### Questions
A. Could you write out the NEP 2020 and industry partnerships passage word for word, beginning at the words "These and similar" and stopping after "engineering software programmes."?
B. Can you extend the passage on NEP 2020 and industry partnerships, picking up after its final sentence?

### Supplied text
While digital platforms have emerged and grown in partnership with universities, innovations have been made in launching platforms such as “Grow with Google” which have emerged as a new breed of institutions with focus on how to bridge the skill gap culminating in professional certifications with career pathways.
These and similar initiatives could complement the NEP 2020 to pave the way forward for employer/industry-sponsored professional certifications. In their final recommendations, Deloitte has disclosed that private-public partnerships, while partnering with the industrial ecosystem, have earned benefits for colleges and universities through internships, co-ops and job shadowing in virtual mode.
Deloitte would illustratively refer to TheSmartFactory@Wichita which is a collaboration between Deloitte and Wichita State University. Deloitte claims that the initiative will feature, inter alia, 40 robots, robotic programmes and cyber applications along with high-end data visualizations and professional engineering software programmes.
Such innovations could also provide triggers for colleges and institutions in India for entering meaningful collaborations with the industrial sector, particularly in the context of vocational education, technical education and research.NEP 2020 acknowledges the importance of stakeholders such as Industry and NGOS in its collaborative aspirations in vocational education as follows: “16.5 By 2025, at least 50% of learners through the school and higher education system shall have exposure to vocational education. Towards this, the secondary schools will also collaborate with polytechnics, local industry, etc.
Skill labs will also be set up and created in the schools in a hub and spoke model which will allow other schools to use this facility. Higher educational institutions will offer vocational education either on their own or in partnership with industry and NGOs. The B.Voc degrees introduced in 2013 will continue to exist, but vocational courses will also be available to students enrolled in all other Bachelor’s degree programmes, including the 4 year multidisciplinary Bachelor’s programme. HEIs will also be allowed to conduct short term courses in various skills including soft skills.”

### Stored data
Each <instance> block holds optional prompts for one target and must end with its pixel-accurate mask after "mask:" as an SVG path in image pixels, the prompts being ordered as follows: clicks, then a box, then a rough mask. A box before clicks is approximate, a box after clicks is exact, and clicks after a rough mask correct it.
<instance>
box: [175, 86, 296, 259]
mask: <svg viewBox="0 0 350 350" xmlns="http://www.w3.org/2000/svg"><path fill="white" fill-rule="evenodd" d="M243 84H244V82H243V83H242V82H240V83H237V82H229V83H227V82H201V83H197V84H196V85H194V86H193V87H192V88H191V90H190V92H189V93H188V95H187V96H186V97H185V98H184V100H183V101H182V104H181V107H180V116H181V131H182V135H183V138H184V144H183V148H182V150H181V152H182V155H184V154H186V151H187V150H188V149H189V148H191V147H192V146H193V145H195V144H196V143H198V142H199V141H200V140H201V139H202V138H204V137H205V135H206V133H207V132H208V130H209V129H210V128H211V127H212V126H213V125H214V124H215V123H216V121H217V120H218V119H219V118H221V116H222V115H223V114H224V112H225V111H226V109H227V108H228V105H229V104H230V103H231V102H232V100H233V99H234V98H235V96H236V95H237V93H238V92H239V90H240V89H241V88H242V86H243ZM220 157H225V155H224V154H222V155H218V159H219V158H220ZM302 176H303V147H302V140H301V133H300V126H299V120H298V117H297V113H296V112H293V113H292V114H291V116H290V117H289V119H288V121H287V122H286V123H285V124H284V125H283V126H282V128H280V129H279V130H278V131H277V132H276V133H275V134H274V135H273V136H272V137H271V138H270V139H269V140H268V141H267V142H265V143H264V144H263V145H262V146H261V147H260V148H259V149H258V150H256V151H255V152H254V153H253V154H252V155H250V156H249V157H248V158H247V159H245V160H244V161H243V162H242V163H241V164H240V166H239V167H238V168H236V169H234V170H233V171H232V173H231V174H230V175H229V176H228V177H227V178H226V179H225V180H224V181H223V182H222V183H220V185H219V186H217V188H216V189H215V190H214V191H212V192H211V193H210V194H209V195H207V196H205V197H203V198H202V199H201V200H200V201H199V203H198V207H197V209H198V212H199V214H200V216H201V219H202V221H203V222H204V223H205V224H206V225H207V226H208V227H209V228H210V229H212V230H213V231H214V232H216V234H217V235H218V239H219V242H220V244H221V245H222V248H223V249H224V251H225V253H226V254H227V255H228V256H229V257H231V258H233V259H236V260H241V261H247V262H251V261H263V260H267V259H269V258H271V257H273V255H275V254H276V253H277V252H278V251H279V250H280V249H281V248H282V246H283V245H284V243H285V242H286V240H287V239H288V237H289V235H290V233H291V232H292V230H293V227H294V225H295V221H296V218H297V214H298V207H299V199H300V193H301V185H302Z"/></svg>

### Expected results
A.
These and similar initiatives could complement the NEP 2020 to pave the way forward for employer/industry-sponsored professional certifications. In their final recommendations, Deloitte has disclosed that private-public partnerships, while partnering with the industrial ecosystem, have earned benefits for colleges and universities through internships, co-ops and job shadowing in virtual mode.
Deloitte would illustratively refer to TheSmartFactory@Wichita which is a collaboration between Deloitte and Wichita State University. Deloitte claims that the initiative will feature, inter alia, 40 robots, robotic programmes and cyber applications along with high-end data visualizations and professional engineering software programmes.

B.
In conclusion, it would be worthwhile to recall the opening statements in the preamble to the National Education Policy 2020 which acknowledges as under: “The world is undergoing rapid changes in the knowledge landscape. With various dramatic scientific and technological advances, such as the rise of big data, machine learning, and artificial intelligence, many unskilled jobs worldwide may be taken over by machines, while the need for a skilled workforce, particularly involving mathematics, computer science, and data science, in conjunction with multidisciplinary abilities across the sciences, social sciences, and humanities, will be increasingly in greater demand.”
The policy, while laying down fundamental principles to guide the education system in general, and, the individual institutions, in particular, grants prominence, inter alia, to the following: * flexibility, so that learners have the ability to choose their learning trajectories and programmes, and thereby choose their own paths in life according to their talents and interests; * life skills such as communication, cooperation, teamwork, and resilience; * extensive use of technology in teaching and learning, removing language barriers, increasing access for Divyang students, and educational planning and management; Hence, the National Education Policy 2020 has all the right intentions in place to propel the higher education institutions of this country in a trajectory of catalyzing innovative growth and economic development.
The challenge, however, is how fast these changes can be activated and how well equipped the key players, namely, educational institutions, participating Governments, the industrial sector, the connectivity architecture, and, most importantly, the student community and their guardians, are, to adapt to such innovations so as to upskill.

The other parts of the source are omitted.